In an early lesson that my fantasies might be someone else’s headache, the hero was not pleased. “What are you doing here?” Ali demanded. His rematch with Norton was about three weeks away. Any opportunity for fighting Frazier or Foreman hinged on beating Norton. Professionally, the stakes were life and death. Ali made it clear to me he didn’t need any distractions, least of all an idolizing kid in the camp.
Nonetheless, I was permitted to watch a sparring session. When it ended, he answered questions from a few seasoned reporters. By the time I’d worked up the nerve to ask anything, the interview session had ended—he made clear he had other commitments and was tired besides. “I waited for you to open your mouth and you just stood there—you should’ve asked quicker,” he said. “You’ll just have to come back tomorrow.”
I could not return the next day. I didn’t have money for another motel stay if I wanted to make it back to school. It was okay. I’d met him and that was enough. I explained the reality of the situation, thanked him for letting me watch and was ready to leave when he sighed.
“How can you have no money?” he demanded.
He could hardly have been more exasperated. Groaning in frustration, he said I’d just have to sleep in one of his cabins.
One of his aides rolled out a foldout on a couch in the sparring gym and I spent the night. I interviewed Ali the next day over breakfast. “You show up with no money,” he said over and over at the start, still unable to get over this bit of craziness. But he had been 20 himself once and said he could remember just how crazy 20 could be, how just being young made you feel like you could show up anywhere without a dime and expect famous people to listen as you told them you were going to become heavyweight champion of the world, and sometimes they actually listened and gave you a Coca-Cola and didn’t mind when you shadow-boxed around their hotel rooms and acted just plain crazy.

DATA LINES |
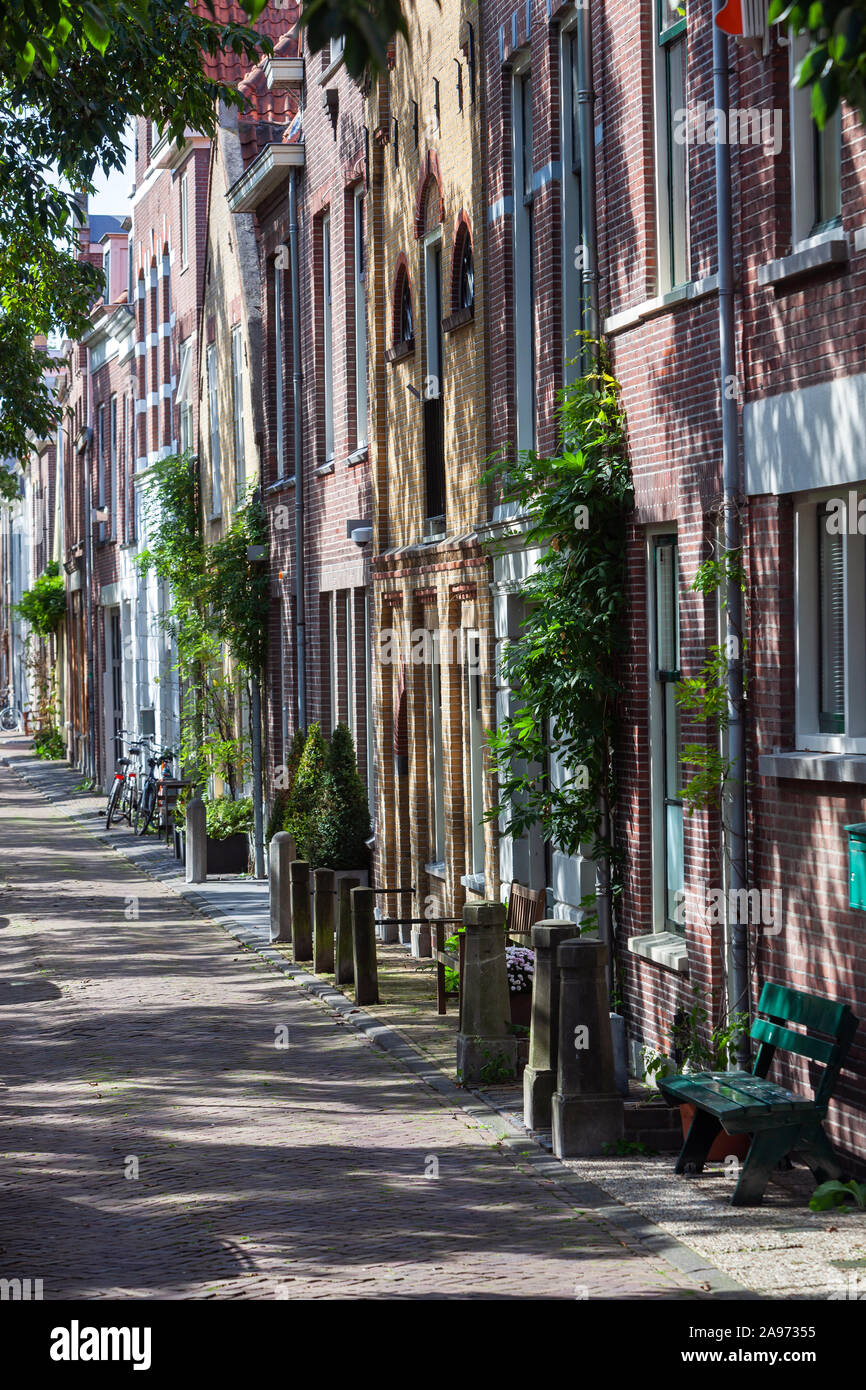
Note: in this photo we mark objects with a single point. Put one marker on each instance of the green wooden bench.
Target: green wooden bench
(744, 1102)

DIRECTIVE 1 |
In the passage about meeting Ali, where did the narrator sleep that night?
DIRECTIVE 2 |
Pick up the passage about meeting Ali after its last sentence and keep writing.
The listing comes from a different source than the passage.

WRITTEN RESPONSE 1 |
On a foldout on a couch in the sparring gym.

WRITTEN RESPONSE 2 |
He recalled that, out of the blue, at 17, he had gone to a Louisville hotel and called up to the room of the world’s light-heavyweight champion at the time, a slick boxer named Willie Pastrano, and asked if he could meet him. “I just called,” he said. Pastrano was trained by Dundee, whom he’d never met either. Dundee invited him up and a relationship was born. “Seventeen,” Ali said, laughing at the image of his young self, and letting out another of those big bass sighs.
He was 31 by then, an old 31: life had belted him around hard. In 1967, after he had refused induction into the armed forces and declared himself a conscientious objector during the Vietnam War, boxing’s officials stripped him of his title as heavyweight champion, just a prelude to his conviction for draft evasion, the likelihood of imprisonment, and the decision by many states to deny him a license to fight. For more than three and a half years, between the age of 25 and 28—a period that encompassed his prime years as a boxer—he couldn’t practice his livelihood and lost millions. For my friends and other young Americans yearning for someone to demonstrate a commitment to principle, this was it. Our affection for him went unshared by many older Americans, who viewed him as a lout. The polarization resulted in an odd duality: At the peak of his physical powers, Ali was both the most popular athlete in America and its most reviled.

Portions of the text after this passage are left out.